--- Begin DATA SUPPLIED ---

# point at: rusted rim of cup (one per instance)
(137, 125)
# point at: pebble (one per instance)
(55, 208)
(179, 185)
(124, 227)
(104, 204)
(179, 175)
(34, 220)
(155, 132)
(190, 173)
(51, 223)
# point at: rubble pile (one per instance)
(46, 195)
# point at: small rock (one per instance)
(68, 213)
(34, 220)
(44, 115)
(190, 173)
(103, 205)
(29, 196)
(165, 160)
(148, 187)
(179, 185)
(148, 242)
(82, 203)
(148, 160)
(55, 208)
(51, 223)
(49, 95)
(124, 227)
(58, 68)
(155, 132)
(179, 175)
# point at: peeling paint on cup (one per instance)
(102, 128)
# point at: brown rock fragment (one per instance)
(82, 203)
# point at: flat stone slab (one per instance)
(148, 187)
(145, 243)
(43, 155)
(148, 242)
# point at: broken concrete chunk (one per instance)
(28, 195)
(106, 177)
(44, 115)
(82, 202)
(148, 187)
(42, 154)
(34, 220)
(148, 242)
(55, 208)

--- End DATA SUPPLIED ---

Reproduce every record above verbatim, line for line.

# point at: rusted rim of cup (one per instance)
(137, 125)
# point at: pebble (one per instance)
(55, 208)
(179, 185)
(124, 227)
(104, 204)
(179, 175)
(34, 220)
(155, 132)
(190, 173)
(51, 223)
# point at: rubble pile (one per instance)
(46, 195)
# point at: small rock (one per instance)
(68, 213)
(34, 220)
(44, 115)
(190, 173)
(103, 205)
(29, 196)
(165, 160)
(148, 187)
(179, 185)
(148, 242)
(82, 203)
(148, 160)
(55, 208)
(51, 223)
(49, 95)
(124, 227)
(58, 68)
(155, 132)
(179, 175)
# point at: peeling paint on cup (one per instance)
(102, 128)
# point at: brown rock fragment (one per instance)
(82, 203)
# point at: flat stone slab (one per instance)
(148, 187)
(145, 243)
(43, 155)
(148, 242)
# point at: broken concrete chunk (one per instance)
(28, 195)
(106, 177)
(44, 115)
(82, 202)
(148, 187)
(42, 154)
(34, 220)
(148, 242)
(55, 208)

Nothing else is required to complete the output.